*Stored data entries*

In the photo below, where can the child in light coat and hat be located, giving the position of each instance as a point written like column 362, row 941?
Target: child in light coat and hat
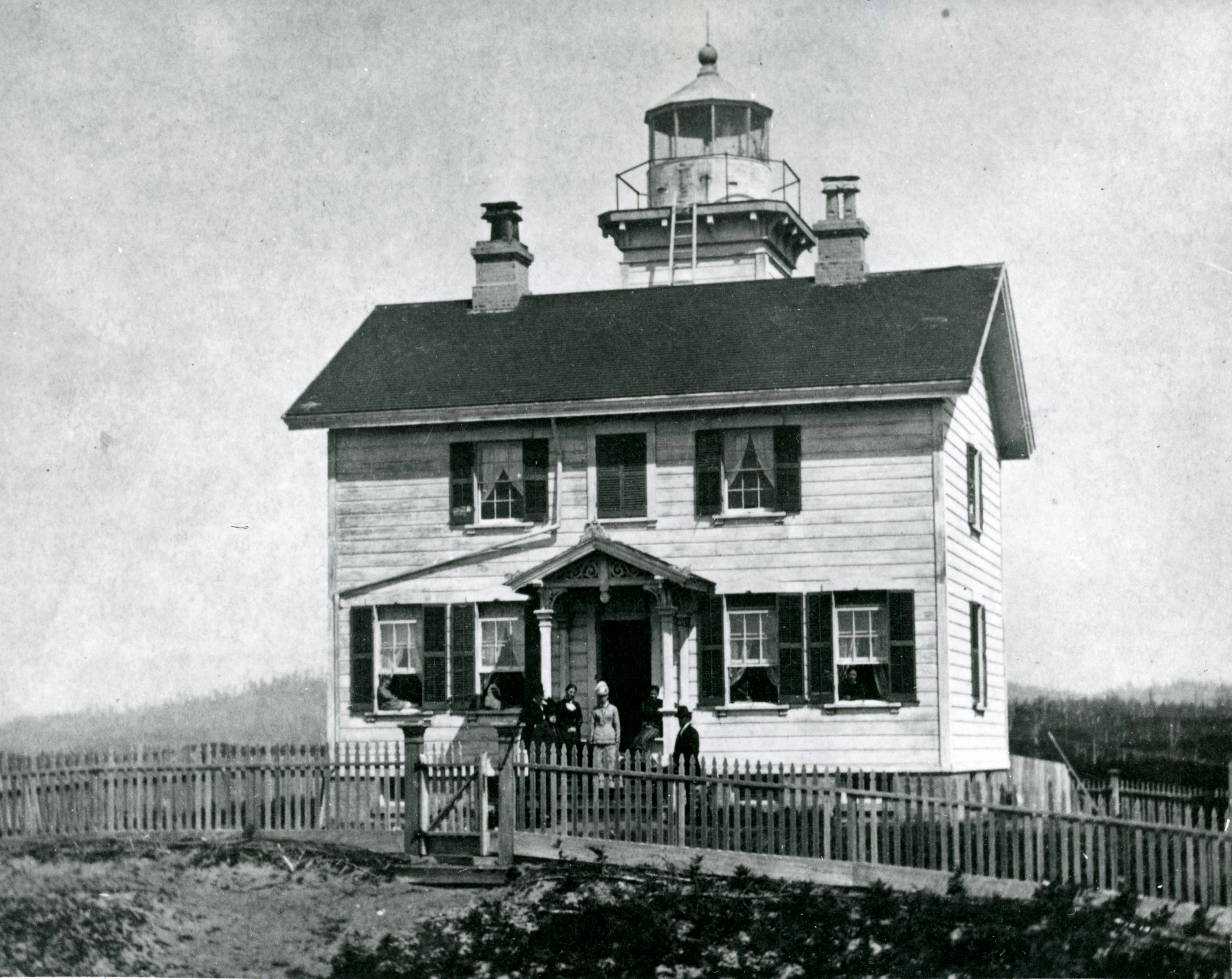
column 604, row 730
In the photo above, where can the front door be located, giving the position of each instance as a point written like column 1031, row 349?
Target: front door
column 626, row 669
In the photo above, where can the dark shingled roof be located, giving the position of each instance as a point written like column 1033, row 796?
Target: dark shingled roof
column 896, row 328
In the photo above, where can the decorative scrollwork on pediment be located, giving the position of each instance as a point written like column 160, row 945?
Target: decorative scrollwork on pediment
column 585, row 570
column 618, row 570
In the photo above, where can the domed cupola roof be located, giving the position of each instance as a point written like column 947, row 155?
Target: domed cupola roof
column 708, row 88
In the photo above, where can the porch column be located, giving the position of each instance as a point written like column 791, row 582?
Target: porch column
column 670, row 689
column 545, row 619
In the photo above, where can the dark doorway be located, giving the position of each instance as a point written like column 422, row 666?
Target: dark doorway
column 626, row 669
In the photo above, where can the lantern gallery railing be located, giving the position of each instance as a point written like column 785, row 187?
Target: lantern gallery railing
column 789, row 180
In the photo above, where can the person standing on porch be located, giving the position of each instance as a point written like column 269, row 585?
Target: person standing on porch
column 604, row 730
column 688, row 746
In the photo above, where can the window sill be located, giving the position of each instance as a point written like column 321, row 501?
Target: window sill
column 861, row 707
column 629, row 521
column 754, row 710
column 375, row 716
column 776, row 516
column 497, row 526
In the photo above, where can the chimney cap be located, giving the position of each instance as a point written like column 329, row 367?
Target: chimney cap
column 504, row 218
column 499, row 207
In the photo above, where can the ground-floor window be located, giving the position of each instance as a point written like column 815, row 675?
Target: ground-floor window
column 400, row 661
column 861, row 661
column 806, row 648
column 502, row 655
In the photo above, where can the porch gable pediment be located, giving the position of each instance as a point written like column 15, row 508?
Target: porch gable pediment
column 598, row 561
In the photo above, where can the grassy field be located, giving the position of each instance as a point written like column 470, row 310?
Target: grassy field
column 297, row 909
column 289, row 710
column 1182, row 733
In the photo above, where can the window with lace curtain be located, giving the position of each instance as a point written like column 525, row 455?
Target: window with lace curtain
column 861, row 661
column 752, row 652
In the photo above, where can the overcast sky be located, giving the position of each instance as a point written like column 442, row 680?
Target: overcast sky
column 201, row 201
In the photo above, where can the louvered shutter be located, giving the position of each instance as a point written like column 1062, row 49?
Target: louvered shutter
column 821, row 647
column 792, row 649
column 463, row 655
column 435, row 657
column 620, row 476
column 902, row 646
column 461, row 483
column 709, row 473
column 786, row 468
column 535, row 463
column 975, row 489
column 979, row 680
column 361, row 659
column 534, row 651
column 710, row 652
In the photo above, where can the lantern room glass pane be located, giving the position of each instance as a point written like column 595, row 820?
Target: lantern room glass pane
column 731, row 130
column 662, row 128
column 759, row 134
column 694, row 134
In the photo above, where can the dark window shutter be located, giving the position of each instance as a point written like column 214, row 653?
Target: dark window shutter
column 792, row 649
column 709, row 473
column 535, row 455
column 435, row 657
column 710, row 652
column 979, row 681
column 786, row 467
column 463, row 655
column 975, row 489
column 361, row 659
column 821, row 647
column 461, row 483
column 620, row 476
column 534, row 651
column 902, row 646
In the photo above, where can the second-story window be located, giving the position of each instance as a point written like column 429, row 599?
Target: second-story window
column 620, row 476
column 498, row 481
column 501, row 488
column 748, row 471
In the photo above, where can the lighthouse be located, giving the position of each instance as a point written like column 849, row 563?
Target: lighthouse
column 710, row 203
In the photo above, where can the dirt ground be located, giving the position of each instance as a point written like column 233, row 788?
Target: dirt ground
column 233, row 908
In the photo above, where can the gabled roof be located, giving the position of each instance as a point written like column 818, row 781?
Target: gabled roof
column 597, row 542
column 687, row 348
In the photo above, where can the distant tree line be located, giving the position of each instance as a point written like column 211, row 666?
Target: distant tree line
column 1147, row 739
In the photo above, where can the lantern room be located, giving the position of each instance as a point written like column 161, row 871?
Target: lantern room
column 715, row 206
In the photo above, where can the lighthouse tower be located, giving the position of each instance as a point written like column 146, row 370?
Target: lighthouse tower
column 710, row 205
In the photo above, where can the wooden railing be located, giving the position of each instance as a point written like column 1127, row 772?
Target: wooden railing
column 906, row 821
column 1153, row 802
column 942, row 823
column 203, row 789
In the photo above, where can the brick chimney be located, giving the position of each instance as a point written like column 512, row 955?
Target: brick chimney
column 501, row 264
column 841, row 237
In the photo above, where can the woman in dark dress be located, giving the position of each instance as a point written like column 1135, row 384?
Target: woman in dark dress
column 568, row 721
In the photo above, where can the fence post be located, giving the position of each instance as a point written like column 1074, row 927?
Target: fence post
column 507, row 799
column 413, row 737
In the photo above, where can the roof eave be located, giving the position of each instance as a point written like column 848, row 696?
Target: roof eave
column 639, row 406
column 1002, row 363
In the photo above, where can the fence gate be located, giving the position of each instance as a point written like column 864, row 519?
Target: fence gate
column 454, row 809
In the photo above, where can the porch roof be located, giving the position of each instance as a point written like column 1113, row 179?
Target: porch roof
column 597, row 542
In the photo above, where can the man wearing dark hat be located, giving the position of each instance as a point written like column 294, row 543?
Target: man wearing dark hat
column 688, row 746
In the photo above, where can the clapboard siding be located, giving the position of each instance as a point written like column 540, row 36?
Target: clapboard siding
column 868, row 517
column 979, row 739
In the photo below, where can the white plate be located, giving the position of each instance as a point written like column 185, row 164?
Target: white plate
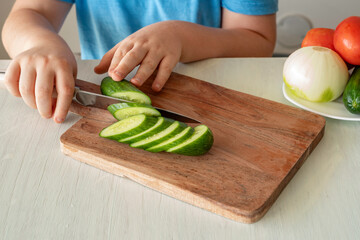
column 334, row 109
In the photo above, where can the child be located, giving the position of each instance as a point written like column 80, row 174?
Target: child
column 151, row 34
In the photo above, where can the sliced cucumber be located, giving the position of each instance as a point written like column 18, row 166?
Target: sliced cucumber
column 157, row 138
column 199, row 143
column 172, row 142
column 128, row 127
column 124, row 110
column 123, row 90
column 161, row 124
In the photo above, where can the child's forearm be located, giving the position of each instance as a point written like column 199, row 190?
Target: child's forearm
column 200, row 42
column 25, row 29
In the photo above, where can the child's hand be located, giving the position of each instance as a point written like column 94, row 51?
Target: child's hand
column 157, row 46
column 35, row 73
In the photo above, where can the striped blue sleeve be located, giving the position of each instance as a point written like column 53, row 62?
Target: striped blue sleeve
column 251, row 7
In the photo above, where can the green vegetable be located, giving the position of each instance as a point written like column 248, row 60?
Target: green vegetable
column 124, row 110
column 199, row 143
column 157, row 138
column 141, row 126
column 123, row 90
column 172, row 142
column 128, row 127
column 160, row 125
column 351, row 95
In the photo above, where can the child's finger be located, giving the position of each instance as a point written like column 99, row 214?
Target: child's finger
column 65, row 90
column 12, row 76
column 104, row 64
column 44, row 87
column 166, row 66
column 146, row 69
column 132, row 59
column 120, row 52
column 27, row 86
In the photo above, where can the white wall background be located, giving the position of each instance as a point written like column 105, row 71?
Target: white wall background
column 68, row 31
column 294, row 19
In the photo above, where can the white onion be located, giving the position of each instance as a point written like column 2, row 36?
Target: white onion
column 316, row 74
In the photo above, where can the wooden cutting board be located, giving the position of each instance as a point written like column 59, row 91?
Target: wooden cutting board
column 259, row 146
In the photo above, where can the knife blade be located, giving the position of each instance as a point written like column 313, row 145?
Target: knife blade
column 86, row 98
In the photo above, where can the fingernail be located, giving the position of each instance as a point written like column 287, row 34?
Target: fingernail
column 157, row 87
column 59, row 120
column 135, row 81
column 120, row 75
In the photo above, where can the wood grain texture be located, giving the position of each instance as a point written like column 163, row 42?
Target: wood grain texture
column 259, row 145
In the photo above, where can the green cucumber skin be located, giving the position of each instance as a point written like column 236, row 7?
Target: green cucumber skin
column 177, row 130
column 158, row 148
column 118, row 109
column 109, row 87
column 195, row 149
column 117, row 106
column 351, row 95
column 146, row 124
column 135, row 138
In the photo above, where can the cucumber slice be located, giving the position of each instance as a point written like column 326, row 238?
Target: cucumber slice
column 128, row 127
column 124, row 110
column 123, row 90
column 155, row 139
column 199, row 143
column 161, row 124
column 172, row 142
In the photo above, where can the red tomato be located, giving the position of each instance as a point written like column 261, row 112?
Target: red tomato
column 322, row 37
column 347, row 40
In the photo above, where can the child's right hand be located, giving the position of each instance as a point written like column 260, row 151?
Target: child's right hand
column 35, row 73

*WHAT TO DO*
Look through the data above and return each line where the string "below" occurs.

*TASK ANSWER*
In the photo below, where can the child in light coat and hat be located, giving the position of each instance as a point written like column 362, row 941?
In the photo below, where can the white plate be located, giving the position of each instance as a point written like column 185, row 164?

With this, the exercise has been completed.